Transcribe every line, keeping it exact.
------ INPUT FOR THIS TASK
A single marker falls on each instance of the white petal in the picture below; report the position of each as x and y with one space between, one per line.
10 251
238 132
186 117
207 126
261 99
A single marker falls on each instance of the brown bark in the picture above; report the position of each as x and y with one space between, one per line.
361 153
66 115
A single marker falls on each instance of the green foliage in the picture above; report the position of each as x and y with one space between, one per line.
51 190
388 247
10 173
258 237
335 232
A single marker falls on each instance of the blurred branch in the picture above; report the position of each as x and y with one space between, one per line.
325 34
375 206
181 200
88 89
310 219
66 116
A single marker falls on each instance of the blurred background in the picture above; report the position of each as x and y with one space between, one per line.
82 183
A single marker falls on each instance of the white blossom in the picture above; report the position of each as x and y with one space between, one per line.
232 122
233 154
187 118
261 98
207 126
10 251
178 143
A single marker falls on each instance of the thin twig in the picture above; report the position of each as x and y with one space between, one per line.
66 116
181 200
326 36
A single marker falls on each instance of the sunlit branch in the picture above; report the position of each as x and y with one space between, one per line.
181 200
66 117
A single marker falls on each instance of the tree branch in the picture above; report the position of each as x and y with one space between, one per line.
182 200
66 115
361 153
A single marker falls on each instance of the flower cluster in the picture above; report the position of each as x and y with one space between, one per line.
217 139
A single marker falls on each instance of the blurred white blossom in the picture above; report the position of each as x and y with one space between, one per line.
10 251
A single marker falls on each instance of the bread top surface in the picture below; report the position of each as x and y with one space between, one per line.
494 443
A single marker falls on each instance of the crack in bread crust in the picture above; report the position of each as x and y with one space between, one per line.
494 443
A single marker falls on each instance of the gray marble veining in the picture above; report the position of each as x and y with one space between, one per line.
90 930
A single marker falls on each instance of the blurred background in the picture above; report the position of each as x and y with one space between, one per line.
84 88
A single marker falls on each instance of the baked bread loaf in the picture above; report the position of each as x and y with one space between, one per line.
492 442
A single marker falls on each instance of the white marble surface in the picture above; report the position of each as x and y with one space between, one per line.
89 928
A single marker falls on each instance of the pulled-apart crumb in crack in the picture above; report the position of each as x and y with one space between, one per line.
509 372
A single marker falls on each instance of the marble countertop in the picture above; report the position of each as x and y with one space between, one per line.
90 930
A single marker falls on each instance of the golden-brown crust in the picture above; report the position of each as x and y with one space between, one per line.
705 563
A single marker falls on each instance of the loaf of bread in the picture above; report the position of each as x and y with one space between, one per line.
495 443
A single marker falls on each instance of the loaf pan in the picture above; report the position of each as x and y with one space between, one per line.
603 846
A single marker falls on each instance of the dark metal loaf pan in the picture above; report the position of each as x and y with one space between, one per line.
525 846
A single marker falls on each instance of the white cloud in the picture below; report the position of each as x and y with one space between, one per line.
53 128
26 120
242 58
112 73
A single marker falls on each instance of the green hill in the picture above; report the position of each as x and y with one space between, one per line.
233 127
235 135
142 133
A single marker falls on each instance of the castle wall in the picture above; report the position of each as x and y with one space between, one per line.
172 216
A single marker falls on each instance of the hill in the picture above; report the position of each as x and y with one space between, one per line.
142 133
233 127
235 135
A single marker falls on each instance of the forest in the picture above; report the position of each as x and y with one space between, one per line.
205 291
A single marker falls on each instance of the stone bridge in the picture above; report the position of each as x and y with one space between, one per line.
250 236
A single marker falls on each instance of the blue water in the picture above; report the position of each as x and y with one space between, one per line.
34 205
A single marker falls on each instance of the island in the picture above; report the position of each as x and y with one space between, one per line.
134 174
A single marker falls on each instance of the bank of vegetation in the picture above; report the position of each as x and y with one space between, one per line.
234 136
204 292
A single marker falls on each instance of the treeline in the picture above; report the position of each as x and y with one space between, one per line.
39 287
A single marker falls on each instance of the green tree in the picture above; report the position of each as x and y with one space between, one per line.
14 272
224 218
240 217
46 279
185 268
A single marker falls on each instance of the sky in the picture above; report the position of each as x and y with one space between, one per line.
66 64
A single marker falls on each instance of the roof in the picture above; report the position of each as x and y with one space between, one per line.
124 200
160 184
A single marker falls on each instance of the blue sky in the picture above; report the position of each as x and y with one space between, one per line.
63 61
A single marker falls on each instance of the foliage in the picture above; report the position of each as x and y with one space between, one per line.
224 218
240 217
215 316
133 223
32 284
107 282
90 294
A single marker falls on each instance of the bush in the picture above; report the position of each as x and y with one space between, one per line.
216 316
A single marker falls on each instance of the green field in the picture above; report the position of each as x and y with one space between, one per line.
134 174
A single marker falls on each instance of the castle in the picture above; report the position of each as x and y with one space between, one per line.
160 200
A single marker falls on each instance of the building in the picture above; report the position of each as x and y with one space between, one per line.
------------
**PROBLEM SOLUTION:**
A single marker falls on each instance of the white petal in the picture below; report the position of each as x and y with one space between, one per line.
10 251
238 132
186 117
207 126
261 99
A single marker falls on each instance of the brown bark in the picture above; report the position of each as x and y with one space between, one per line.
361 153
66 115
A single marker falls on each instance of the green foliage in the picture above; report the position of each as x and y with one space between, one per line.
51 190
388 247
10 173
258 237
335 232
A single marker falls on each instance of the blurred branch in the picture above; report the position of each as x and y with one space between, one per line.
325 34
375 206
181 200
88 89
310 219
66 116
A single marker falls on each instance of the blurred background in the picture above; report the position of each as x and y with one space between, one per line.
82 183
A single marker falls on each instance of the white blossom in the picture above; report the position of each as x and y with one space between, one per line.
232 122
233 154
187 118
261 98
207 126
10 251
178 143
A single marker falls on each instance of the thin twig in the picture above; report the position of each as x and y with one space between, one per line.
66 116
181 200
326 36
A single marker falls on each instance of the sunlit branch in the picture above; report the position of each as x and y with one space between, one per line.
181 200
66 117
A single marker falls on each instance of the tree branch in the picture above; report the position of each as x and y with one space between, one per line.
182 200
66 115
361 153
A single marker falls on each instance of the flower cluster in the picture above; report the position of each as x and y with one space between, one per line.
217 139
A single marker falls on each instance of the blurred white blossom in the picture above; report the position of each as x and y with one space between, one per line.
10 251
A single marker falls on each instance of the bread top surface in the picture below; report the position of each as x and y with one space between, one per line.
494 443
A single marker falls on each instance of the crack in bread crust in the picture above; report the position of each as x and y with one space between, one per line.
494 443
A single marker falls on each instance of the gray marble veining in the picture above; report the position of each as x and y with one space between, one per line.
90 930
A single marker falls on each instance of the blurred background in the picture above; report the position of each as x and y with one space between, one per line.
84 88
A single marker falls on each instance of the baked bread loaf in the picture above; report the position of each as x and y with one space between, one per line.
492 442
A single marker falls on each instance of the white marble surface in the picture above; report the position of each as x and y with one space between, one per line.
89 928
A single marker falls on each instance of the pulled-apart crumb in crack in the picture above; report the position of each as x and y with one space between, one per line.
509 372
A single marker falls on each instance of the marble countertop in the picture above; report the position of each as x and y with one space between, one per line.
90 930
A single marker falls on each instance of the golden-brown crust in the picture above; report the position of each as x and y with one space between, one per line.
705 563
A single marker falls on each instance of the loaf of bread in the picture above; report the position of each as x and y with one space between, one per line.
495 443
A single marker falls on each instance of the loaf pan in the picture above; report the position of each as x and y with one space between, one per line.
603 846
A single marker falls on each instance of the dark metal loaf pan in the picture above; report the position of each as x and y with one space between, one per line.
525 846
A single marker falls on each instance of the white cloud in the picture below; report the position of each as x and y with one space between, one per line.
53 128
26 120
242 58
112 73
A single marker falls on each instance of the green hill in the picture above; report the position of each as x and y with one space between, one per line.
233 127
235 135
142 133
A single marker falls on each instance of the castle wall in the picture above; report the position of each as x and y with one space between, one per line.
172 216
A single marker falls on each instance of the hill in the picture above; report the position of each as x and y with one space between, one per line.
142 133
233 127
235 135
A single marker falls on each instance of the forest in the picture above; report the position of each as x and y with one space between, one per line.
205 291
A single marker falls on each instance of the stone bridge in the picture above; report the position of each as x and y with one space between, one per line.
250 236
A single marker falls on each instance of the blue water in the picture above; report the position of each as x and y with one space between, one per line.
34 205
A single marker falls on each instance of the island in the picture above; report the position of each as x and y with one space between, one per line.
134 174
A single marker falls on each instance of the bank of vegetation in the picture above; report the position of each as x and y with one space between, one per line.
234 136
204 292
A single marker falls on each instance of the treeline in the picture above; report the position of each as x and y with one space between, one per line.
39 287
A single marker falls on each instance of the green tree in the picture above; report the position of each as x and y with one space between, one per line.
14 272
224 218
240 217
46 279
185 268
A single marker falls on each instance of the sky in the picture above; report the position of each as x and y with one space between, one per line.
66 64
A single marker falls on each instance of the roof in the picture above; report the position of each as x and y with one space between, one per line.
124 200
160 184
A single marker falls on each instance of the blue sky in the picture above; report the position of each as x and y with one space between, one per line.
63 61
A single marker falls on each instance of the foliage in the picture above; report the position of each as x and y with one space between, one per line.
224 218
240 217
215 316
133 223
32 284
107 282
90 294
A single marker falls on each instance of the bush in the picture above; report the position of each as x and y with one space between, one per line.
216 316
A single marker falls on each instance of the green field in the picture above; report the position of each as x and y with one space between, one per line.
134 174
A single marker falls on each instance of the castle in the picture above; report the position of each as x and y with one space between, one per line.
160 200
A single marker falls on each instance of the building in the picture above; report the position of each as x and y with one space between, one per line.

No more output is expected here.